If a line of the records contains the word "Locate", list it.

+--

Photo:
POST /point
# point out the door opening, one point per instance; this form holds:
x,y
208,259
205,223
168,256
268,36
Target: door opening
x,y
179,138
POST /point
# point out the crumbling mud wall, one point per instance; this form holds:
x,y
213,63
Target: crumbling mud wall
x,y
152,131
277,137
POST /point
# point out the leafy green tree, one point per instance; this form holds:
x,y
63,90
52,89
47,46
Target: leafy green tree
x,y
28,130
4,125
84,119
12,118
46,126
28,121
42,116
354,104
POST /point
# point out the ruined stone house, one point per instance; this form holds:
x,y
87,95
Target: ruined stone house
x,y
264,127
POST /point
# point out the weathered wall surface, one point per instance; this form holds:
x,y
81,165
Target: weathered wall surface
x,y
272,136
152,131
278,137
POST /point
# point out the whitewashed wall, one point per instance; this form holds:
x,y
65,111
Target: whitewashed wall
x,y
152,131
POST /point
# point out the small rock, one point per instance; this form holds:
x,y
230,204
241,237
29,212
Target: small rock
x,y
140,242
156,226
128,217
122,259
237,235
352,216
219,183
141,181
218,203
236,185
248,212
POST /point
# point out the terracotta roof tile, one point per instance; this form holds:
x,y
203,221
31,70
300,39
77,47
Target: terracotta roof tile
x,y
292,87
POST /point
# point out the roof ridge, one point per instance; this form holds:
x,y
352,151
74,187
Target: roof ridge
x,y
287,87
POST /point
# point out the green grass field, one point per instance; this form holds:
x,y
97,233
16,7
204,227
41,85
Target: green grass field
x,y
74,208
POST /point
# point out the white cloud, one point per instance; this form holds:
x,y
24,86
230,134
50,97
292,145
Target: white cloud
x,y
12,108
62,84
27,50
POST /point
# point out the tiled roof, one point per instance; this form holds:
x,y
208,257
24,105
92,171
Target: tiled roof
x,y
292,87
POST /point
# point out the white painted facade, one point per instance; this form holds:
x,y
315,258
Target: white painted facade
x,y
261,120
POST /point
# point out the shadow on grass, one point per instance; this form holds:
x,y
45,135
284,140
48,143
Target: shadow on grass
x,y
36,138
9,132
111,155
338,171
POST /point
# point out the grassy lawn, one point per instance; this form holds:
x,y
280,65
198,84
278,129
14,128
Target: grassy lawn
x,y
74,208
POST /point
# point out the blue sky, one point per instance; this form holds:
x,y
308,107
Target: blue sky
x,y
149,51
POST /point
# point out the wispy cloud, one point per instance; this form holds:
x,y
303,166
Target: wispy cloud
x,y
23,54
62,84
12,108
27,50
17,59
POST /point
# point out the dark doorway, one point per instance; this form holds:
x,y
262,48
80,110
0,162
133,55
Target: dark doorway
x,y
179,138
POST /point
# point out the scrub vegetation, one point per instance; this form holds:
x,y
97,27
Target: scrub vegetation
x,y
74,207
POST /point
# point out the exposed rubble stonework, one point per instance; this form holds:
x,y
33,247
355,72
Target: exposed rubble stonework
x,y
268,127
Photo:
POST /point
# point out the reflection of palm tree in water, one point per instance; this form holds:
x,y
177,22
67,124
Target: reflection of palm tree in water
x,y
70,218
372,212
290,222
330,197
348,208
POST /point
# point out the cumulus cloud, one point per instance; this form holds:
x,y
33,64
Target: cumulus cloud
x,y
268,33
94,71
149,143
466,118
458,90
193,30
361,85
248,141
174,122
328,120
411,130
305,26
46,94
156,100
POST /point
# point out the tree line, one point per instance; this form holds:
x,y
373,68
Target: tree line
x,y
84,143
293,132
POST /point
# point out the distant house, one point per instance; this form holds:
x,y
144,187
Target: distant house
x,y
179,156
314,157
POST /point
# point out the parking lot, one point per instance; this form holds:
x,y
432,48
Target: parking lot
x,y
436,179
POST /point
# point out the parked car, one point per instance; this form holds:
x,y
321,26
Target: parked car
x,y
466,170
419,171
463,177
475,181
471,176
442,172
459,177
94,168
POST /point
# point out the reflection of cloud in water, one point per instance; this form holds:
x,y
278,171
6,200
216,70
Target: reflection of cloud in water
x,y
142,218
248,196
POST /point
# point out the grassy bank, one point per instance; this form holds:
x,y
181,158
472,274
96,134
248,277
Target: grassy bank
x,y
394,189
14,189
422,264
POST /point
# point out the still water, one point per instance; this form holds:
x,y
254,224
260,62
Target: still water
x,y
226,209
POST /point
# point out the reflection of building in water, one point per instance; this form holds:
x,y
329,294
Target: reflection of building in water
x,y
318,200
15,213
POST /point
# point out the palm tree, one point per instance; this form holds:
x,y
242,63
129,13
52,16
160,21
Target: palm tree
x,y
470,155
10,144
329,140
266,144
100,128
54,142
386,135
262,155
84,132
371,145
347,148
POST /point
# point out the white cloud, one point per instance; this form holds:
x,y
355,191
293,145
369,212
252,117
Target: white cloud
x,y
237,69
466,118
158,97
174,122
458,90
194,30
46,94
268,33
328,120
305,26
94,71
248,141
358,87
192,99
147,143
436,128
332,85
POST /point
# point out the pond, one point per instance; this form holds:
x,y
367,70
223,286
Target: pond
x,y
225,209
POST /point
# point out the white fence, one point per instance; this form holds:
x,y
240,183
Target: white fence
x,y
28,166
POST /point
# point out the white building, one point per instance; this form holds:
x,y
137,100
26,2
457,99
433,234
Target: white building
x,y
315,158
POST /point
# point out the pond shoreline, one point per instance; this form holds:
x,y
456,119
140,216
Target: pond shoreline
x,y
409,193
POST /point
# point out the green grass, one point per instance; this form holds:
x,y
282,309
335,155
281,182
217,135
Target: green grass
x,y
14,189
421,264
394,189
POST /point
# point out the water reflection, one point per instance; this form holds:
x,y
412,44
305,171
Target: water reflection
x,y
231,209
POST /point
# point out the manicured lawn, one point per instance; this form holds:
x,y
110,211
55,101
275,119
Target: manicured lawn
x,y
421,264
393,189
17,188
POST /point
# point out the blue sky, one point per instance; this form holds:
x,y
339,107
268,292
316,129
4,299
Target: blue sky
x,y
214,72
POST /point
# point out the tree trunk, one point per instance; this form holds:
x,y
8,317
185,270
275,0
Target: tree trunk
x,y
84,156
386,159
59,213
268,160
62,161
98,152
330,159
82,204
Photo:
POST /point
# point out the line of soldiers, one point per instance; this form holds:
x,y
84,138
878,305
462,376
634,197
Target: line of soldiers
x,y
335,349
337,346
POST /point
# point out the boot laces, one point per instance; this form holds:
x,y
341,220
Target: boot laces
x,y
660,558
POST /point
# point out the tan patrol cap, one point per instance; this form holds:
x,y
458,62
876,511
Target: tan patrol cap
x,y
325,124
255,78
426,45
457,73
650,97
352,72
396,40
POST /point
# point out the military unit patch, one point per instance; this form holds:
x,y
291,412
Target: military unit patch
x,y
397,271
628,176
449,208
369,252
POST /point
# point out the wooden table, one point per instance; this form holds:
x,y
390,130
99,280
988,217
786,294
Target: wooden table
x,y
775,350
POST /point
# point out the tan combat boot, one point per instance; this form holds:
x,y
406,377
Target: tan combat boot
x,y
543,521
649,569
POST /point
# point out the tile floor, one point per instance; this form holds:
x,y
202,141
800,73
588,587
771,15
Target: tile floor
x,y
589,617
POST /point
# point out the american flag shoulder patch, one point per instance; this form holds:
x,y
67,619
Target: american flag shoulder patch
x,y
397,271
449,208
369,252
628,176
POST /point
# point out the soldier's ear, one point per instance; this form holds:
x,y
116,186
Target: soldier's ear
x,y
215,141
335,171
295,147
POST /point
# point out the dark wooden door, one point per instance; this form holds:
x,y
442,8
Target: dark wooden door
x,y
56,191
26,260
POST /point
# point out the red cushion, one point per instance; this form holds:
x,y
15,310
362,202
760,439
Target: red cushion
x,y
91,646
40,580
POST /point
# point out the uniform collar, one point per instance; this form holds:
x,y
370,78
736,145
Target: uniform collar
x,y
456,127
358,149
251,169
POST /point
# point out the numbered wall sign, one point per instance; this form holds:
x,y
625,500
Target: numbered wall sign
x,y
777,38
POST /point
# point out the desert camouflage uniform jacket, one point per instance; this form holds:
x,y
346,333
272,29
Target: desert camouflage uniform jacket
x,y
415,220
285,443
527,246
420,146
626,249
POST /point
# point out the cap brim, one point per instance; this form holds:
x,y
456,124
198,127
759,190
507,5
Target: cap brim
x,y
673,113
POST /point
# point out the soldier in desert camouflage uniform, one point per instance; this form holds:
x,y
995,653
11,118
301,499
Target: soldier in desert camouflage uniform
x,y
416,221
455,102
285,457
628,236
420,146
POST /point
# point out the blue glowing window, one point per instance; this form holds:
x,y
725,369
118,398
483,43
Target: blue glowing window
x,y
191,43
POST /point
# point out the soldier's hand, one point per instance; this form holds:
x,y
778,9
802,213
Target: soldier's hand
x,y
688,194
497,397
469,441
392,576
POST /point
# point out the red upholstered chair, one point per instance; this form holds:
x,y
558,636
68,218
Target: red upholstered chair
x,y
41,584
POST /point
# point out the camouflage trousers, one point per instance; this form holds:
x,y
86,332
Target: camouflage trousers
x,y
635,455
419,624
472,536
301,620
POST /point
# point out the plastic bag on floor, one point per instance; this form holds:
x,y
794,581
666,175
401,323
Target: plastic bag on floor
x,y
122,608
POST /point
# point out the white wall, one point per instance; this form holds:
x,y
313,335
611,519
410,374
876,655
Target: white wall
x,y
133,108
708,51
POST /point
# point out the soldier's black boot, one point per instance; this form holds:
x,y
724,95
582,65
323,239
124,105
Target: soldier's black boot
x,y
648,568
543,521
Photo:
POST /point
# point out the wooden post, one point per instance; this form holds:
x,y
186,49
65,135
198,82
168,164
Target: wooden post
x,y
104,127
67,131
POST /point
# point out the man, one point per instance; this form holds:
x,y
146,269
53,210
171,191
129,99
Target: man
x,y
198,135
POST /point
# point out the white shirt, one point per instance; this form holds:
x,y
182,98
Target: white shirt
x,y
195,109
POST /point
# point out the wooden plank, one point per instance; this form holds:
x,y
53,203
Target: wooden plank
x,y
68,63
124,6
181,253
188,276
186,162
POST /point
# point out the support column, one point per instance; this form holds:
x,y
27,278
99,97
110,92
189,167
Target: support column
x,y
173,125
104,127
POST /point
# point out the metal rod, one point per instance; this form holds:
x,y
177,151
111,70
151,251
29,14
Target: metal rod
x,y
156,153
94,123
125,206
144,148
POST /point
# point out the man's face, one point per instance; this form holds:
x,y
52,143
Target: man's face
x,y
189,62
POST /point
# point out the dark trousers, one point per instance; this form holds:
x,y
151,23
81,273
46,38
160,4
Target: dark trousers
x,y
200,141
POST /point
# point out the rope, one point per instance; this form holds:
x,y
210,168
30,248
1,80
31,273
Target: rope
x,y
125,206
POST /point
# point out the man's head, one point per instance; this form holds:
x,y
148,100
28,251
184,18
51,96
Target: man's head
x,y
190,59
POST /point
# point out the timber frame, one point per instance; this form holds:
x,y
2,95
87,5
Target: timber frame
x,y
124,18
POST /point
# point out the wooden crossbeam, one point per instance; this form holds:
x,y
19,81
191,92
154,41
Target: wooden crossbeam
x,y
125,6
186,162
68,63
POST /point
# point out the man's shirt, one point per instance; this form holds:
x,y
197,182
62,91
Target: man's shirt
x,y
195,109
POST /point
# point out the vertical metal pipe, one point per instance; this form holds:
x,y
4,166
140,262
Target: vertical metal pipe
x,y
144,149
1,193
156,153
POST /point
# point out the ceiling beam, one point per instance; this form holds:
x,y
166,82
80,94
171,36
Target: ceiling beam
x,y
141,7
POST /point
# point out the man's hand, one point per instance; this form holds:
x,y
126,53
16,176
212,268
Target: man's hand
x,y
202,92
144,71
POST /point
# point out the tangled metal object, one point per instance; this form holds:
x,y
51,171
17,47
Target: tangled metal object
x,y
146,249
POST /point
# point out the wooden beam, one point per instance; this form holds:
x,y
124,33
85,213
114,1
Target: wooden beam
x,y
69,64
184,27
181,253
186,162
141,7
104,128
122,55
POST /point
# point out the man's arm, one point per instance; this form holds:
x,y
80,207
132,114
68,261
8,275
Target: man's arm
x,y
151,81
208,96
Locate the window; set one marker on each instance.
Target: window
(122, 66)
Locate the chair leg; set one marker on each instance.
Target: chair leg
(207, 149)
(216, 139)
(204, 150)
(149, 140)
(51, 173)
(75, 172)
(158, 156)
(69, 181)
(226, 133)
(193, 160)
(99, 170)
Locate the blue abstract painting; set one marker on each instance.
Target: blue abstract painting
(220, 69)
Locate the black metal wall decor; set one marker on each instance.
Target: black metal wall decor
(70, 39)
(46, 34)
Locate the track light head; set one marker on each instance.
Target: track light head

+--

REPLY TO THE EXERCISE:
Locate the window; set one marker on each instance.
Locate the chair leg; set one marker on each instance.
Locate the blue abstract painting; set one marker on each instance.
Locate the black metal wall decor; set one marker on each instance.
Locate the track light head; set one marker on each instance.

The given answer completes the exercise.